### [PROVIDED DATA]

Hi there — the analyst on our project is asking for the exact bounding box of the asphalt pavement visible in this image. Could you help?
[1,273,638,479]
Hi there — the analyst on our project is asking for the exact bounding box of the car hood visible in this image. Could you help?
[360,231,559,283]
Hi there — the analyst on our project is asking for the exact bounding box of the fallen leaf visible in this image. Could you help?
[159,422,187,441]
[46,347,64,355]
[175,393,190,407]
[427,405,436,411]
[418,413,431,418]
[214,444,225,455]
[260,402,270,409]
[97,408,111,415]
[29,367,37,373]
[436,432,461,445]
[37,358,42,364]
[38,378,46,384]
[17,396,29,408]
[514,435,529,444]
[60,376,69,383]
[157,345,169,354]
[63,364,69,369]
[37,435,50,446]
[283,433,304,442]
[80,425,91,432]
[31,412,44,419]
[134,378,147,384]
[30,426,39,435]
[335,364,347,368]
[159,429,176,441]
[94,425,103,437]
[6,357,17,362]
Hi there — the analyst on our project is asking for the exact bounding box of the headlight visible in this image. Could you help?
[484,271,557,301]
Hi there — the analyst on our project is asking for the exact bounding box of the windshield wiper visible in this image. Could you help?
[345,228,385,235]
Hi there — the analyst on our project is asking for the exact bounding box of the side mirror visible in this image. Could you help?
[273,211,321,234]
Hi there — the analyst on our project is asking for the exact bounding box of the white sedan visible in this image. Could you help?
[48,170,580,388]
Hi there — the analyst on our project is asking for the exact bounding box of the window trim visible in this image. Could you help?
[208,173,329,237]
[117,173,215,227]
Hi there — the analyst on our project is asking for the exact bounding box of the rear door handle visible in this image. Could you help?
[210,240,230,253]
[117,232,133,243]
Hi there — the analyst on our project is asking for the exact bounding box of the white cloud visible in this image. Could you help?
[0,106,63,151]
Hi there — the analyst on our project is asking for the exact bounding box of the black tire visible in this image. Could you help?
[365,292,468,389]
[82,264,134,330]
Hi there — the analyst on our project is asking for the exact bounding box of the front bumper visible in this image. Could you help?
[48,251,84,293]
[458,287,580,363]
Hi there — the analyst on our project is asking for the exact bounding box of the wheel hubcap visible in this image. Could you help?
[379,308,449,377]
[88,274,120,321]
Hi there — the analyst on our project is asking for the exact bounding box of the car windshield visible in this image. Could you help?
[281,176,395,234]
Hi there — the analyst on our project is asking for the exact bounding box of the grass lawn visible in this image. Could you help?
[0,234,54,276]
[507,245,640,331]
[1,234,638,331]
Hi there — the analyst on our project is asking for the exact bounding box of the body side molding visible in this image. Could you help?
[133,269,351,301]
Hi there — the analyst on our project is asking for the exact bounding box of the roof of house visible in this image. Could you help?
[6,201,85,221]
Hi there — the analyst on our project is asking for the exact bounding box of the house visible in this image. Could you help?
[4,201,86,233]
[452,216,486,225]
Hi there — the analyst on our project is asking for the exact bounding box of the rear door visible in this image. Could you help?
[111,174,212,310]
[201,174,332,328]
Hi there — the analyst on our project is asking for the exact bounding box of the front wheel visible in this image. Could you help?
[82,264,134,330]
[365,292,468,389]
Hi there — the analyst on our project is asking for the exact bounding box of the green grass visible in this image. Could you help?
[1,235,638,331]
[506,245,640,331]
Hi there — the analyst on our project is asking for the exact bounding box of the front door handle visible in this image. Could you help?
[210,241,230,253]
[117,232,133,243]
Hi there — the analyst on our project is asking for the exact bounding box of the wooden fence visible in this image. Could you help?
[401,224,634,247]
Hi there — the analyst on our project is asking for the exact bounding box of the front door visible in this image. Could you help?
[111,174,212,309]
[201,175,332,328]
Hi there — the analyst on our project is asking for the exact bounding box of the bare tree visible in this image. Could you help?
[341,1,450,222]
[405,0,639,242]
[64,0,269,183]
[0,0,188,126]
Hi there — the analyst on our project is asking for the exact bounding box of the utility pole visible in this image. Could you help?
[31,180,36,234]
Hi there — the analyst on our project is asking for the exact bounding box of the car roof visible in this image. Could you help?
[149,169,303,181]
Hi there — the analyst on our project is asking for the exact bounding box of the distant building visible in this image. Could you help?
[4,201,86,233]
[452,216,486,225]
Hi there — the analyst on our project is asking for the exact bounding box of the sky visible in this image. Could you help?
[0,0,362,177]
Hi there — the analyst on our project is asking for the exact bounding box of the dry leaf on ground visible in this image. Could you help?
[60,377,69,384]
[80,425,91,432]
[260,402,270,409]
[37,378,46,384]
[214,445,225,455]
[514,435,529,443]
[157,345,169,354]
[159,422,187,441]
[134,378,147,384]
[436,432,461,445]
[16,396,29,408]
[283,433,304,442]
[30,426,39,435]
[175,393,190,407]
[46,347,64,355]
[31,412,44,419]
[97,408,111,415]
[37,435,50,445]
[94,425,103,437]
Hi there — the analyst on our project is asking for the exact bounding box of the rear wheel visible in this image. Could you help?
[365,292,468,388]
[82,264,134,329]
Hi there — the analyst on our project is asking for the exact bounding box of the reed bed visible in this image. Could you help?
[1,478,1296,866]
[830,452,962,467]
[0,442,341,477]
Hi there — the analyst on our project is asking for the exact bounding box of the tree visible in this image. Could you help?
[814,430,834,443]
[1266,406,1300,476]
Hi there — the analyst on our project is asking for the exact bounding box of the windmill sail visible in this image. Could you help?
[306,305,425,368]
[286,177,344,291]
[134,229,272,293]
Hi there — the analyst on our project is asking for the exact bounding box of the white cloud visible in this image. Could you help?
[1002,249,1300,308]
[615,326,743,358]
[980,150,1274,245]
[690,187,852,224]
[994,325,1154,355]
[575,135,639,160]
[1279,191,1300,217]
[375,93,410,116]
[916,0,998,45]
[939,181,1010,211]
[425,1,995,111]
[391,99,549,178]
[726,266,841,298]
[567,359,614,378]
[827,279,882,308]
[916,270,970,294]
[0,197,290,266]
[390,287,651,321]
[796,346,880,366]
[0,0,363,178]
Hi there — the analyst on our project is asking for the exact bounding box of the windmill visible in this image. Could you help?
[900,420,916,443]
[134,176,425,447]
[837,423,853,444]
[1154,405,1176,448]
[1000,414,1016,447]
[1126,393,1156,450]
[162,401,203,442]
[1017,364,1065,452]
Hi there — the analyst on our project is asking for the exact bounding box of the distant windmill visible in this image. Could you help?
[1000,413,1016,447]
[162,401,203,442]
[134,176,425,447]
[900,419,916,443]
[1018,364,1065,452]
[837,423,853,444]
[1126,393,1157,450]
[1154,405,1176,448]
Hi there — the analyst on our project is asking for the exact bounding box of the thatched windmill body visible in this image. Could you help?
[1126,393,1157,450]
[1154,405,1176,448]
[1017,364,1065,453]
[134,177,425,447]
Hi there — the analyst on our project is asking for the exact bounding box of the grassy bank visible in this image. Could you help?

### [REQUIRED WORK]
Restate each record exactly as written.

### [SOLUTION TO THIS EXERCISE]
Hi there — the analyst on our project is asking for the exact bounding box of the asphalt pavement visible in this image. Could you help?
[1,273,638,479]
Hi there — the analyst on our project is asking for the exact bounding box of the car hood visible in this image. Could you help?
[360,231,559,283]
Hi there — the analyst on our project is asking for the exact bounding box of the fallen leaf visible in this image. Could you help?
[159,422,187,441]
[46,347,64,355]
[175,393,190,407]
[427,405,436,411]
[418,413,431,418]
[214,444,225,455]
[260,402,270,409]
[97,408,111,415]
[29,367,37,373]
[436,432,461,445]
[37,358,42,364]
[38,378,46,384]
[17,396,29,408]
[514,435,529,444]
[60,376,69,383]
[157,345,169,354]
[63,364,69,369]
[37,435,50,446]
[283,433,304,442]
[80,425,91,432]
[31,412,44,419]
[134,378,147,384]
[30,426,39,435]
[335,364,347,368]
[159,429,176,441]
[94,425,103,437]
[6,357,17,362]
Hi there — the analyst on our project is asking for the exact bounding box of the headlight visible in this image. Could you help?
[484,271,557,301]
Hi there — the analyst on our project is asking for the exact bounding box of the windshield wiper visible in this image. Could you help?
[345,228,385,235]
Hi there — the analyst on our project is asking for the exact bounding box of the side mirror visible in this image. Could you help?
[273,211,321,234]
Hi there — the analyst on our project is asking for the exact bounding box of the white sedan visible in this image. Could you help?
[48,170,580,388]
Hi there — the analyst on our project is asking for the exact bounding box of the window trim visible in this image. Could you help?
[208,173,329,237]
[117,173,215,227]
Hi there — the analyst on our project is asking for the exact bounding box of the rear door handle visible in this image. Could you help?
[210,240,230,253]
[117,232,133,243]
Hi there — the analyst on our project is asking for the exact bounding box of the white cloud visible in this image. Could you help?
[0,106,63,151]
Hi there — the analyst on our project is asking for the exact bounding box of the black tire visible in this image. Could you help?
[365,292,468,389]
[82,264,134,330]
Hi there — the analyst on our project is asking for the exact bounding box of the front bumper visible in this image. Could you help?
[48,251,84,293]
[458,287,580,363]
Hi there — the analyst on our project is asking for the exact bounding box of the wheel hubcap visible in this image. Could you help?
[379,308,449,377]
[88,274,120,321]
Hi there — the analyst on our project is asking for the exact bounding box of the car windshield visible in this image. Could you help?
[281,176,395,234]
Hi there — the analyst on our project is asking for the exact bounding box of the grass lawn visible in this image. Could you help?
[0,234,54,276]
[507,245,640,331]
[1,234,638,331]
Hi there — the analyst on our project is asking for the exact bounding box of the body side molding visible in this image. Could you help?
[133,269,351,301]
Hi there — the analyst on our project is asking for the exact bounding box of the roof of house visible in this image. Could you help?
[6,201,85,221]
Hi there — the analyst on our project is asking for the exact bounding box of the house visible in this image. Could you help?
[4,201,86,233]
[452,216,486,225]
Hi there — the analyst on our project is asking for the exact bounding box of the rear door visible in this image. Could you help?
[111,174,212,310]
[201,174,332,328]
Hi there — the analyst on our project is asking for the exact bounding box of the front wheel visible in this image. Could you help?
[82,264,134,330]
[365,292,468,389]
Hi there — the analyst on our project is asking for the exact bounding box of the green grass visible in this image. Could you help?
[1,235,638,331]
[506,245,640,331]
Hi there — the analyst on our project is asking for the exact bounding box of the front door handle visible in this image. Could you help?
[210,241,230,253]
[117,232,133,243]
Hi there — the analyst on our project is asking for the exact bounding box of the wooden fence visible in this image. Could you help?
[401,224,634,247]
Hi there — the analyst on our project is asking for the exact bounding box of the front door visible in this image. Could you help?
[111,174,212,309]
[201,175,332,328]
Hi there — the analyst on our project is asking for the exact bounding box of the bare tree visible in this image. Could you help?
[341,1,450,222]
[405,0,639,242]
[64,0,269,183]
[0,0,188,126]
Hi there — the analyst on our project is asking for the exact bounding box of the utility pole visible in this image. Could you help?
[31,180,36,234]
Hi there — the analyst on our project is asking for the exact bounding box of the car roof visible in this image. Could you help?
[149,169,303,181]
Hi there — the analyst on our project is asking for the exact bounding box of the distant building visible in this image. Could you help?
[4,201,86,233]
[452,216,486,225]
Hi there — the analyst on our project is asking for the exact bounding box of the sky visible in this image. Could you help?
[0,0,362,177]
Hi there — the analyst on our project is asking for the exact bounding box of the dry leaf on ground visible in this image. Could you help?
[60,377,69,384]
[80,425,91,432]
[260,402,270,409]
[37,378,46,384]
[214,445,225,455]
[514,435,529,443]
[157,345,169,354]
[159,422,187,441]
[134,378,147,384]
[436,432,461,445]
[16,396,29,408]
[283,433,304,442]
[30,426,39,435]
[175,393,190,407]
[46,347,64,355]
[31,412,44,419]
[97,408,111,415]
[37,435,50,445]
[94,425,103,437]
Hi there — the analyst on our project is asking for the exact bounding box of the rear wheel visible in this image. Could you help?
[365,292,468,388]
[82,264,134,329]
Hi there — the analyst on our project is asking for the exact bounding box of the reed bed visible in this image. Could you help?
[1,478,1296,866]
[830,452,962,467]
[0,442,341,477]
Hi there — the analyst on our project is asking for the exact bounding box of the tree visible in this image. Could you help?
[814,430,834,443]
[1266,406,1300,476]
Hi there — the analyst on our project is asking for the exact bounding box of the windmill sail visible in this image. Could you help?
[306,305,425,368]
[286,177,344,291]
[134,229,272,293]
Hi there — the analyst on our project is asking for the exact bounding box of the white cloud visible in this image. Could you help?
[1002,249,1300,308]
[615,326,743,358]
[980,150,1274,245]
[690,187,852,224]
[994,325,1154,355]
[575,135,639,160]
[1279,191,1300,217]
[375,93,410,116]
[916,0,998,45]
[939,181,1010,211]
[425,1,995,111]
[391,99,549,178]
[726,266,841,298]
[567,359,614,378]
[827,279,882,308]
[916,270,970,294]
[0,197,290,266]
[390,287,651,321]
[796,346,880,366]
[0,0,363,178]
Hi there — the analyst on our project is asking for the exact bounding box of the windmill visible in this image. Could you help?
[900,420,916,443]
[134,176,425,447]
[837,423,853,444]
[1154,405,1176,448]
[1000,414,1016,447]
[1126,393,1156,450]
[162,401,203,442]
[1017,364,1065,452]
Hi there — the analyst on our project is asking for the exact bounding box of the distant windmill visible in this image. Could you help?
[1000,413,1016,447]
[162,401,203,442]
[134,176,425,447]
[900,419,916,443]
[1018,364,1065,452]
[837,423,853,444]
[1126,393,1157,450]
[1154,405,1176,448]
Hi there — the analyst on our project is asking for the exact bounding box of the thatched windmill body visible in this image. Could you help?
[1126,393,1157,450]
[1154,405,1176,448]
[1017,364,1065,453]
[134,177,425,447]
Hi there — the analyst on our project is asking for the exact bounding box of the grassy bank visible in this image. Could you help?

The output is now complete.